**REQUEST**
Filter the records below down to the lines containing the string "dark", matching case exactly. Copy each matching line in full.

╭──

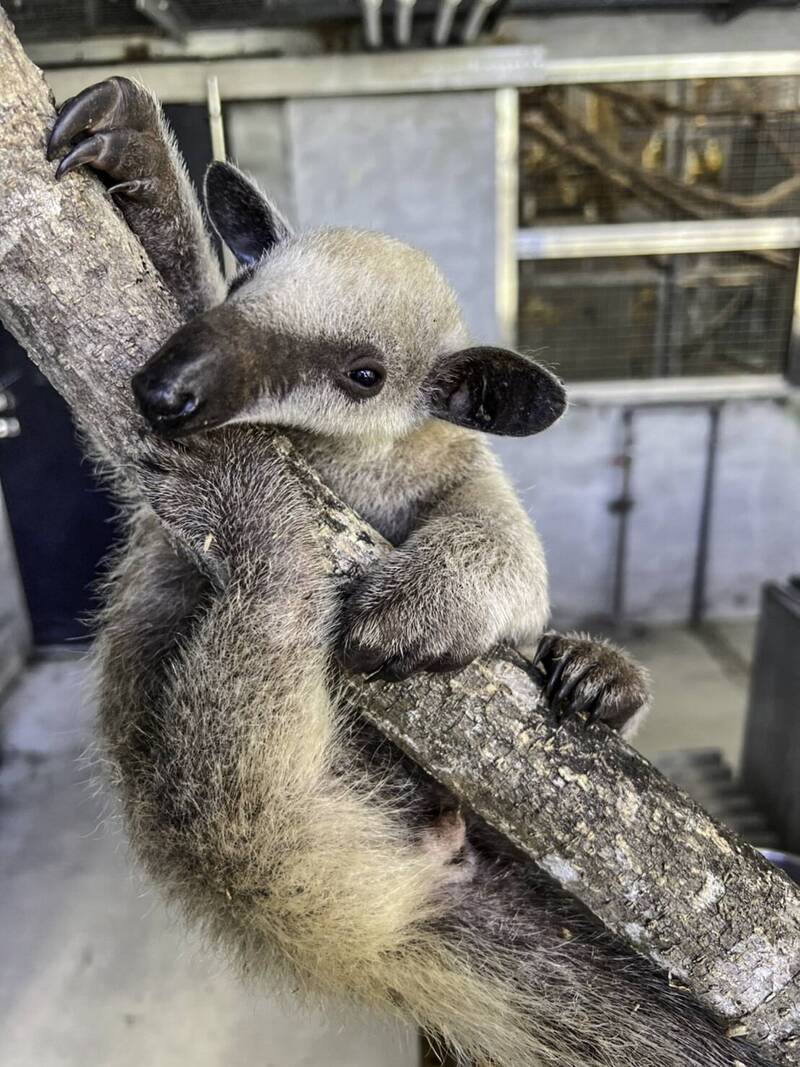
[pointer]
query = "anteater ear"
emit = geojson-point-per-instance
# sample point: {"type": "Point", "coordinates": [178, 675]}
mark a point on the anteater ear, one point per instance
{"type": "Point", "coordinates": [496, 391]}
{"type": "Point", "coordinates": [241, 215]}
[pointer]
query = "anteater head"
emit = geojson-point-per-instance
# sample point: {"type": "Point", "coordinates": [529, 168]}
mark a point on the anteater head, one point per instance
{"type": "Point", "coordinates": [337, 332]}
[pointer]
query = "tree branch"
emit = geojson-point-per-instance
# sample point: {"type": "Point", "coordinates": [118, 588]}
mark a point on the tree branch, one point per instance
{"type": "Point", "coordinates": [79, 293]}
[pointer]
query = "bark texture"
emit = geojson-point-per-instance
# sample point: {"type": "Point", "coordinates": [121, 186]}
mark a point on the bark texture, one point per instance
{"type": "Point", "coordinates": [79, 293]}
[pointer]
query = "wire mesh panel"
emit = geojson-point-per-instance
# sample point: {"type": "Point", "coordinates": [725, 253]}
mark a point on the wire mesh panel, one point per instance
{"type": "Point", "coordinates": [694, 149]}
{"type": "Point", "coordinates": [682, 149]}
{"type": "Point", "coordinates": [644, 317]}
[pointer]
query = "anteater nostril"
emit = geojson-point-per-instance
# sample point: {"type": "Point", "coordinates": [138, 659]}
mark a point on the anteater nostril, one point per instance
{"type": "Point", "coordinates": [159, 399]}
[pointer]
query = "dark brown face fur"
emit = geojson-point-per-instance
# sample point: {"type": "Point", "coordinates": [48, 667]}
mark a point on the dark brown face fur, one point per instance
{"type": "Point", "coordinates": [219, 365]}
{"type": "Point", "coordinates": [334, 332]}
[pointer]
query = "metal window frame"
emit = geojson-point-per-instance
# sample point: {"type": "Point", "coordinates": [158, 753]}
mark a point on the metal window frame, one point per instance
{"type": "Point", "coordinates": [431, 70]}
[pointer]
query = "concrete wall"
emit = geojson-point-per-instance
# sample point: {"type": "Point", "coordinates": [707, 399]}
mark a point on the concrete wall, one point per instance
{"type": "Point", "coordinates": [570, 475]}
{"type": "Point", "coordinates": [422, 169]}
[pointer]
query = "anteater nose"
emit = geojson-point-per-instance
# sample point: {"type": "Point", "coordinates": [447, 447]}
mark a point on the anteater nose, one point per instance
{"type": "Point", "coordinates": [162, 400]}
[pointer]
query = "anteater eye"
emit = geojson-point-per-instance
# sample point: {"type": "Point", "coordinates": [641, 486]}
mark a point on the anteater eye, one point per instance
{"type": "Point", "coordinates": [366, 380]}
{"type": "Point", "coordinates": [365, 377]}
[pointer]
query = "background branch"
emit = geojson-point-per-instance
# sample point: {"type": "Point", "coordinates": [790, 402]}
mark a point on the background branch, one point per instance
{"type": "Point", "coordinates": [79, 293]}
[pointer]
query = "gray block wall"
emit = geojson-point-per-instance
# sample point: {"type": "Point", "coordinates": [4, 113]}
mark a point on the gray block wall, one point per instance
{"type": "Point", "coordinates": [570, 476]}
{"type": "Point", "coordinates": [422, 169]}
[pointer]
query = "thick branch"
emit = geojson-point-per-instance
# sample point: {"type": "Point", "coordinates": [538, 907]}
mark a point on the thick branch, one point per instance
{"type": "Point", "coordinates": [78, 292]}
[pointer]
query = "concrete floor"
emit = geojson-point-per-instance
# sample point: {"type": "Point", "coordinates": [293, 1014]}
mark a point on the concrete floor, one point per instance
{"type": "Point", "coordinates": [93, 970]}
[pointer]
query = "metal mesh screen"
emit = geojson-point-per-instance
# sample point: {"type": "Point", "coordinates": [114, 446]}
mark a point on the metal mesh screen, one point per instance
{"type": "Point", "coordinates": [658, 150]}
{"type": "Point", "coordinates": [635, 317]}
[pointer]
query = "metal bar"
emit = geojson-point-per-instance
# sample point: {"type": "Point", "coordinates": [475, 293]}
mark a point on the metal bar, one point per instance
{"type": "Point", "coordinates": [416, 72]}
{"type": "Point", "coordinates": [371, 19]}
{"type": "Point", "coordinates": [507, 192]}
{"type": "Point", "coordinates": [166, 15]}
{"type": "Point", "coordinates": [622, 507]}
{"type": "Point", "coordinates": [443, 26]}
{"type": "Point", "coordinates": [223, 43]}
{"type": "Point", "coordinates": [659, 392]}
{"type": "Point", "coordinates": [658, 238]}
{"type": "Point", "coordinates": [403, 21]}
{"type": "Point", "coordinates": [697, 608]}
{"type": "Point", "coordinates": [793, 352]}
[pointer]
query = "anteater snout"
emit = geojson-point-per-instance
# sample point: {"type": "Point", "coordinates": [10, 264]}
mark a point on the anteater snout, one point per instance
{"type": "Point", "coordinates": [175, 388]}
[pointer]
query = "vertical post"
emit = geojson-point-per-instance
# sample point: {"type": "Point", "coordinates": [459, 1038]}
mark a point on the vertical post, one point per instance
{"type": "Point", "coordinates": [621, 507]}
{"type": "Point", "coordinates": [697, 609]}
{"type": "Point", "coordinates": [507, 191]}
{"type": "Point", "coordinates": [217, 131]}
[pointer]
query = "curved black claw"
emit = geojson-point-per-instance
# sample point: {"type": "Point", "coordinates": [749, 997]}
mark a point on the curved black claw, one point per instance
{"type": "Point", "coordinates": [585, 677]}
{"type": "Point", "coordinates": [110, 104]}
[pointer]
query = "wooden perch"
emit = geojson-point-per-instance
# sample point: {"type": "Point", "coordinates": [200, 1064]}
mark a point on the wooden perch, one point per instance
{"type": "Point", "coordinates": [78, 291]}
{"type": "Point", "coordinates": [571, 139]}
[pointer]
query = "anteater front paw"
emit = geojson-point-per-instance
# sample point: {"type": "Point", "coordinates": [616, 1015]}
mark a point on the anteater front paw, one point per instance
{"type": "Point", "coordinates": [584, 674]}
{"type": "Point", "coordinates": [113, 127]}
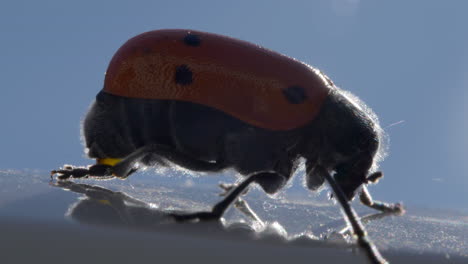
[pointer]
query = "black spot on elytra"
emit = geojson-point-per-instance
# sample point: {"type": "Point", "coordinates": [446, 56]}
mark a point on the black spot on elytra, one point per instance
{"type": "Point", "coordinates": [295, 94]}
{"type": "Point", "coordinates": [192, 40]}
{"type": "Point", "coordinates": [183, 75]}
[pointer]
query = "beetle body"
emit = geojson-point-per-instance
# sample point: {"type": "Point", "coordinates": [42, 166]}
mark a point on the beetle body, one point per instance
{"type": "Point", "coordinates": [208, 102]}
{"type": "Point", "coordinates": [146, 101]}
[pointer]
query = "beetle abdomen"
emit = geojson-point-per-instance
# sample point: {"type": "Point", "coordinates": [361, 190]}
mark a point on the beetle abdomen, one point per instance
{"type": "Point", "coordinates": [258, 86]}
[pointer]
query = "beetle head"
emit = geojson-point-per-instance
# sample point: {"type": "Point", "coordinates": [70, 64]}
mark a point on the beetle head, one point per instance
{"type": "Point", "coordinates": [346, 143]}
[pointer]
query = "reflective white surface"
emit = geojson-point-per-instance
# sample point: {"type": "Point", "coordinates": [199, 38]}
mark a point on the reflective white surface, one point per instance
{"type": "Point", "coordinates": [114, 212]}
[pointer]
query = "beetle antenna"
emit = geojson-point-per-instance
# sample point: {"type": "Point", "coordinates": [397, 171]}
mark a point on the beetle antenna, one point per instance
{"type": "Point", "coordinates": [363, 240]}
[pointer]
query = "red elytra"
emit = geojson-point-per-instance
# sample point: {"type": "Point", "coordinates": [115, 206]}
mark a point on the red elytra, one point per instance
{"type": "Point", "coordinates": [237, 77]}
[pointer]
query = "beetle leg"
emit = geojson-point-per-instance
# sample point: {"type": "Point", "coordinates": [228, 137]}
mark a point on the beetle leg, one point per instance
{"type": "Point", "coordinates": [240, 204]}
{"type": "Point", "coordinates": [97, 171]}
{"type": "Point", "coordinates": [219, 209]}
{"type": "Point", "coordinates": [159, 154]}
{"type": "Point", "coordinates": [367, 200]}
{"type": "Point", "coordinates": [358, 229]}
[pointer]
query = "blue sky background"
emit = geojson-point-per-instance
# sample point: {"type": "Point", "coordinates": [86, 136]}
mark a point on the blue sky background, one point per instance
{"type": "Point", "coordinates": [408, 60]}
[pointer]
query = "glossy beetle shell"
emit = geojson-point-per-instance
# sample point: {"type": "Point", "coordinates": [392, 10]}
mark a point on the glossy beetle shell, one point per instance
{"type": "Point", "coordinates": [258, 86]}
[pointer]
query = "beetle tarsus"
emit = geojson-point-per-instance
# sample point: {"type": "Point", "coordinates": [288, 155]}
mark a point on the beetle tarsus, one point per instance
{"type": "Point", "coordinates": [367, 200]}
{"type": "Point", "coordinates": [94, 171]}
{"type": "Point", "coordinates": [221, 207]}
{"type": "Point", "coordinates": [358, 229]}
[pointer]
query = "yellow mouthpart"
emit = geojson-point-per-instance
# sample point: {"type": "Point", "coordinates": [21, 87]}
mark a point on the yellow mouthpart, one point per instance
{"type": "Point", "coordinates": [108, 161]}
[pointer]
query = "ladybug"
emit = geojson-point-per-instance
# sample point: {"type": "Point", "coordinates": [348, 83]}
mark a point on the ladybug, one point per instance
{"type": "Point", "coordinates": [208, 103]}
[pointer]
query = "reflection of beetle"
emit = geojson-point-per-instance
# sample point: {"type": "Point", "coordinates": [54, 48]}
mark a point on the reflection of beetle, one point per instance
{"type": "Point", "coordinates": [208, 102]}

╰──

**ANSWER BELOW**
query = "dark brown face fur"
mark a point on the dark brown face fur, one point per instance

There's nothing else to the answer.